What is required. Carry on writing the collaborative filtering notebook on anime recommendations, picking up after its last line.

Given passage.
# Collaborative Filtering

## Introduction

Introduction Recommendation systems are a collection of algorithms used to recommend items to users based on information taken from the user. These systems have become ubiquitous can be commonly seen in online stores, movies databases and job finders. In this notebook, we will explore recommendation systems based on Collaborative Filtering and implement simple version of one using Python and the Pandas library.

In this notebook was created for review recommendation system collaborative filltering that I lerned from IBM data science from coursera.

## Data

In this notebook we will use the data from kaggle [Anime Recommendation Database 2020](https://https://www.kaggle.com/hernan4444/anime-recommendation-database-2020?select=anime.csv) that contain :
- The anime list per user. Include dropped, complete, plan to watch, currently watching and on hold.
- Ratings given by users to the animes that they has watched completely.
- Information about the anime like genre, stats, studio, etc.
- HTML with anime information to do data scrapping. These files contain information such as reviews, synopsis, information about the staff, anime statistics, genre, etc.

This project we will use only 2 dataset anime.csv and rating_complete.csv for generate recommendation system model.


### Import Library

In [None]:
#Dataframe manipulation library
import sys
import pandas as pd
#Math functions, we'll only need the sqrt function so let's import only that
from math import sqrt
import numpy as np
import seaborn as sns
import matplotlib.pyplot as plt
!pip install openpyxl

### Data Preprocessing

import animelist and rating dataset

In [None]:
animecsv = pd.read_csv("../input/anime-recommendation-database-2020/anime.csv")
ratingcsv = pd.read_csv("../input/anime-recommendation-database-2020/rating_complete.csv")

In [None]:
animecsv.shape

Show the data from animeCSV

In [None]:
animecsv.head()

Due to there are many data in anime dataset so we need to fillter the data for make it faster to compute this coding.

In [None]:
#Remove Unknown in score column and select only tv type 
anime_movie = animecsv[(animecsv["Score"] != "Unknown") & (animecsv["Type"] == "TV") ] 
anime_movie = anime_movie[anime_movie["Popularity"] <= 5000]
anime_movie.head()

In [None]:
anime_movie.columns

In [None]:
anime_movie.shape

In [None]:
anime_movie_fillter = anime_movie[["MAL_ID","Name","Premiered","Popularity"]]
anime_movie_fillter.head()

In [None]:
anime_movie_fillter['year'] = anime_movie_fillter.Premiered.str.extract('(\(\d\d\d\d\))',expand=False)
#Removing the parentheses
anime_movie_fillter['year'] = anime_movie_fillter.Premiered.str.extract('(\d\d\d\d)',expand=False)

In [None]:
anime_movie_fillter.head()

In [None]:
anime_movie_fillter = anime_movie_fillter.rename(columns={'MAL_ID': 'anime_id'})

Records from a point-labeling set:
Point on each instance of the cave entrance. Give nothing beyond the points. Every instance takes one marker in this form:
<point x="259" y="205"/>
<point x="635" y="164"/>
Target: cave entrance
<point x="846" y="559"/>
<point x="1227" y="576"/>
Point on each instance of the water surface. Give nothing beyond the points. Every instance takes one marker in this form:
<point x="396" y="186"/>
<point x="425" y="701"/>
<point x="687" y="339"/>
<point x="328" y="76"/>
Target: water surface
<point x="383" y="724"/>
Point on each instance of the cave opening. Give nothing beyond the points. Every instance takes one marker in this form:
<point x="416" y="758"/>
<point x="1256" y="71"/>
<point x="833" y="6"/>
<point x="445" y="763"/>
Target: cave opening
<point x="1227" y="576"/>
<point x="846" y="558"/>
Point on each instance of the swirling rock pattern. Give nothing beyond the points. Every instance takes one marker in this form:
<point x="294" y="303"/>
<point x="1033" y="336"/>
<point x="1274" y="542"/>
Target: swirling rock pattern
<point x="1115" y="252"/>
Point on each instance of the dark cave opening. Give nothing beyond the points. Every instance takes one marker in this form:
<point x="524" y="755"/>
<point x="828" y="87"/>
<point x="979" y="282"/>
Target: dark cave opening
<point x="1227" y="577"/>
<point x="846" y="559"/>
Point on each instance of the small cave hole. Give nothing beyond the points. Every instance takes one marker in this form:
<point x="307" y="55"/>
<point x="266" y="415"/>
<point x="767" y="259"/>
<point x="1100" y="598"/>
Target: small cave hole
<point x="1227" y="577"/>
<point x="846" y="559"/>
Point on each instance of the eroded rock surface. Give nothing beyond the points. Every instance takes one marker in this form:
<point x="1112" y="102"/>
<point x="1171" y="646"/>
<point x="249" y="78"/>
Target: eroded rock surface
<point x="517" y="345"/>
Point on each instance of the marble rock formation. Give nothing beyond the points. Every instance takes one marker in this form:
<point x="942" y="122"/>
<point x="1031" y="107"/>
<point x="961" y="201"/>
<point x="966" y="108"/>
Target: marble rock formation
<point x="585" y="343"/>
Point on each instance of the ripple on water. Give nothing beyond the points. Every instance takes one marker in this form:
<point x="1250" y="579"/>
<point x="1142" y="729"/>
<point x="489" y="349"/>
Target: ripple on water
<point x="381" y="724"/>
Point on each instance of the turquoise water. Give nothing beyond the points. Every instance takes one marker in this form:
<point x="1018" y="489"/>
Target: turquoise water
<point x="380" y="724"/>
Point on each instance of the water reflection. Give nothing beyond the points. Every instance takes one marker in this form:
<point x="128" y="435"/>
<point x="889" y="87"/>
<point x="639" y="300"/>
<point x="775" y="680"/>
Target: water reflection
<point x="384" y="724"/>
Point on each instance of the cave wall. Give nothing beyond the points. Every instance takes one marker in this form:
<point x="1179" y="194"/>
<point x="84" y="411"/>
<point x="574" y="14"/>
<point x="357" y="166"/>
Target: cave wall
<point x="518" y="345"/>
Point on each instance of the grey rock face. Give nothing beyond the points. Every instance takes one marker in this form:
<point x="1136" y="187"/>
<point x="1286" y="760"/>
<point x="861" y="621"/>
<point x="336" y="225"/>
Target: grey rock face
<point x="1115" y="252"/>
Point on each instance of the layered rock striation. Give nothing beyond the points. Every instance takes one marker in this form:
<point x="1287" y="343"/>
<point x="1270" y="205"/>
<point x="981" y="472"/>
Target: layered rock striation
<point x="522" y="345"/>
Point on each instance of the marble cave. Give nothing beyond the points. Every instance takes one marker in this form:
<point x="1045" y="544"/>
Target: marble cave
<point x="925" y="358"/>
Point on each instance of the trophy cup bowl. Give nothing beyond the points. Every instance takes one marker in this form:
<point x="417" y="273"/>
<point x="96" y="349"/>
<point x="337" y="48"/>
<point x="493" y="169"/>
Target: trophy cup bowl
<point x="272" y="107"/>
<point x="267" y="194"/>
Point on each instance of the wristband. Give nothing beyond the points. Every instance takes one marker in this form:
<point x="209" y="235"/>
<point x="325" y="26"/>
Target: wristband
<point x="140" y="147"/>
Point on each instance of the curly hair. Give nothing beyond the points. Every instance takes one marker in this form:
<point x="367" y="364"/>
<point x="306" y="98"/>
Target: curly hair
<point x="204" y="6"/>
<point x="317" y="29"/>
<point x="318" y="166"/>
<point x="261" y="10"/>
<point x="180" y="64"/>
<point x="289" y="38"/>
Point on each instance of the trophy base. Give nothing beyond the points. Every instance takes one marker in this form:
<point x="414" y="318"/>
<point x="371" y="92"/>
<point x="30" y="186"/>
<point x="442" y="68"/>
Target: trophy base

Expected answer.
In [None]:
anime_movie_fillter.head()

In [None]:
anime_movie_fillter.describe()

In [None]:
# Compute number of data points: n_data
n_data = len(anime_movie_fillter["Popularity"])

# Number of bins is the square root of number of data points: n_bins
n_bins =  np.sqrt(n_data)

# Convert number of bins to integer: n_bins
n_bins = int(n_bins)

# Plot the histogram
plt.hist(anime_movie_fillter["Popularity"],bins = n_bins)

# Label axes
_ = plt.xlabel('Popularity')
_ = plt.ylabel('count')

# Show histogram
plt.show()

In [None]:
#anime_movie_fillter = anime_movie_fillter[anime_movie_fillter["Popularity"] <= 5000]

In [None]:
anime_movie_fillter.shape

# RatingCSV 

In [None]:
ratingcsv.head()

# Collaborative Filtering

In [None]:
userInput = [
            {'Name':'Sword Art Online','rating':7},
            {'Name':'Boku no Hero Academia', 'rating': 8},
            {'Name':'Naruto', 'rating':9},
            {'Name':"One Punch Man", 'rating':6},
            {'Name':'Major S6', 'rating':9}
         ] 
inputAnime = pd.DataFrame(userInput)
inputAnime

## Add anime_id to input user

In [None]:
#Filtering out the animes by title
inputId = anime_movie_fillter[anime_movie_fillter['Name'].isin(inputAnime['Name'].tolist())]
#Then merging it so we can get the anime_id. It's implicitly merging it by title.
inputAnime = pd.merge(inputId, inputAnime)
#Dropping information we won't use from the input dataframe
#Final input dataframe
#If a anime you added in above isn't here, then it might not be in the original 
#dataframe or it might spelled differently, please check capitalisation.
inputAnime

## The users who has seen the same animes

In [None]:
#Filtering out users that have watched animes that the input has watched and storing it
userSubset = ratingcsv[ratingcsv['anime_id'].isin(inputAnime['anime_id'].tolist())]
userSubset.head()

We now group up the rows by user ID.

In [None]:
#Groupby creates several sub dataframes where they all have the same value in the column specified as the parameter
userSubsetGroup = userSubset.groupby(['user_id'])

In [None]:
userSubsetGroup.head()

In [None]:
type(userSubsetGroup)

Let's also sort these groups so the users that share the most anime in common with the input have higher priority. This provides a richer recommendation since we won't go through every single user.

In [None]:
#Sorting it so users with anime most in common with the input will have priority
userSubsetGroup = sorted(userSubsetGroup,  key=lambda x: len(x[1]), reverse=True)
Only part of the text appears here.